• [Instruction]: Please pick out each line of the data below that contains the word "mountain" and copy those lines unchanged.

• [Stored rows]:
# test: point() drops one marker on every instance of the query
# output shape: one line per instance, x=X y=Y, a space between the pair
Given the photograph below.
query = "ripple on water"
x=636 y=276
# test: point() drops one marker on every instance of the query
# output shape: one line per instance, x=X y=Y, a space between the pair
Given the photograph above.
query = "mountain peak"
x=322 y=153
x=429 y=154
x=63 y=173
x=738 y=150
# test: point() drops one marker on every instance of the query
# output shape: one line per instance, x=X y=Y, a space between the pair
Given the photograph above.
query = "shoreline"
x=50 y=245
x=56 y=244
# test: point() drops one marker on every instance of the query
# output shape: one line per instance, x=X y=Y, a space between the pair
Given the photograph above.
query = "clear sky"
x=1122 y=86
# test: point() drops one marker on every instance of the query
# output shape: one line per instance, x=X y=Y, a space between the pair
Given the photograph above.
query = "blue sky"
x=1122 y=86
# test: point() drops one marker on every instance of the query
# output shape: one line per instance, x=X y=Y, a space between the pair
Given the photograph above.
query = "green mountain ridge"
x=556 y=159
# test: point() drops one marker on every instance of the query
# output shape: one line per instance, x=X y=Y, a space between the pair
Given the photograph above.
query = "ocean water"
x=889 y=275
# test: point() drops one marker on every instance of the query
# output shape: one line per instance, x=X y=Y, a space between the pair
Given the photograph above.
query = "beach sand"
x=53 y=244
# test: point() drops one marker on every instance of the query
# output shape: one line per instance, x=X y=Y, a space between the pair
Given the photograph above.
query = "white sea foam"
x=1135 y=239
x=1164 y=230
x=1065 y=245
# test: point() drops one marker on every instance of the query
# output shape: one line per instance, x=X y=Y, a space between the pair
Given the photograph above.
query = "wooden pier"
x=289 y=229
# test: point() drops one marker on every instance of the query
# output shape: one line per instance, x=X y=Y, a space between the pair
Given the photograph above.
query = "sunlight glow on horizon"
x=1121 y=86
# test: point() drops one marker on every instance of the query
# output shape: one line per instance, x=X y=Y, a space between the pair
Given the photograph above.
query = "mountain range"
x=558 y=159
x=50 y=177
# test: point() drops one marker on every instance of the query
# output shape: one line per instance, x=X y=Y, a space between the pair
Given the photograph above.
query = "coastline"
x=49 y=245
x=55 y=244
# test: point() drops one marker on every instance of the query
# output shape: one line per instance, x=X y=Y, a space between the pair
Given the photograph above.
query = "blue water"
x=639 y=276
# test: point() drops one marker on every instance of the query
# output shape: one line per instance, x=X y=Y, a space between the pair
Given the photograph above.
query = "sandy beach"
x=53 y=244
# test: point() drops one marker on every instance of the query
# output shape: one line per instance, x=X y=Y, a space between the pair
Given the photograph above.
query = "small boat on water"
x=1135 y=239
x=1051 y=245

* * *

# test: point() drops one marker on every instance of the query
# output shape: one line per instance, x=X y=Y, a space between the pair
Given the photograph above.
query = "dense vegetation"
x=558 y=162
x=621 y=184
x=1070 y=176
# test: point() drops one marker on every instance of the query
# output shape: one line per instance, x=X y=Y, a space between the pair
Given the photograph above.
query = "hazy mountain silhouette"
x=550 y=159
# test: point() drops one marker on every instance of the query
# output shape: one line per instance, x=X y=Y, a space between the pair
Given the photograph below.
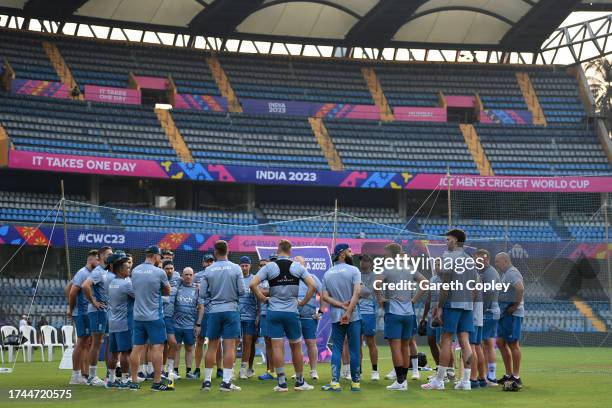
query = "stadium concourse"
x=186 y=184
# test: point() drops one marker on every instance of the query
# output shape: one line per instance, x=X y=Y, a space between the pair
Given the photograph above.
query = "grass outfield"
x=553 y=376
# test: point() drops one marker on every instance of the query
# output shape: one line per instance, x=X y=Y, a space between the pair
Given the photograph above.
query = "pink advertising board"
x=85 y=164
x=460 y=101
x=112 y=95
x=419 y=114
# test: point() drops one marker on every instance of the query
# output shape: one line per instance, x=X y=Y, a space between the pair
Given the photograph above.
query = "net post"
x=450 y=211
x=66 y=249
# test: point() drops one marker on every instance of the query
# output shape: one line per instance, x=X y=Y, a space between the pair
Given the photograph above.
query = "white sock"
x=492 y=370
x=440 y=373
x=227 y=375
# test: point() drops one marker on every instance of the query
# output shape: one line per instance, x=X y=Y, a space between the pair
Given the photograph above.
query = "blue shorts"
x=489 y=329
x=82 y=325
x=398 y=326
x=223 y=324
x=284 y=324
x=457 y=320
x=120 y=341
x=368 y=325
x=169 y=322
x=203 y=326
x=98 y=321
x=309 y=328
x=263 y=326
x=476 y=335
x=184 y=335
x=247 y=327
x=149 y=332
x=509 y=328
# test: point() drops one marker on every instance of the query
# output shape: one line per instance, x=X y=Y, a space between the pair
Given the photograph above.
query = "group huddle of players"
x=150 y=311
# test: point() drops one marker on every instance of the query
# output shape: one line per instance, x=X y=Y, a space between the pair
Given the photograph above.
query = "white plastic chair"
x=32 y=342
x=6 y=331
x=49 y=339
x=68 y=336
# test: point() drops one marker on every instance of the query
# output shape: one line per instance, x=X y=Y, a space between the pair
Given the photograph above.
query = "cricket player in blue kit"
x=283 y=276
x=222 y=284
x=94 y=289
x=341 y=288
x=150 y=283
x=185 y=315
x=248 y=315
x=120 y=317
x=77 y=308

• [Full output]:
query = "mountain peak"
query = "green mountain ridge"
query = "mountain range"
query = "hazy mountain silhouette"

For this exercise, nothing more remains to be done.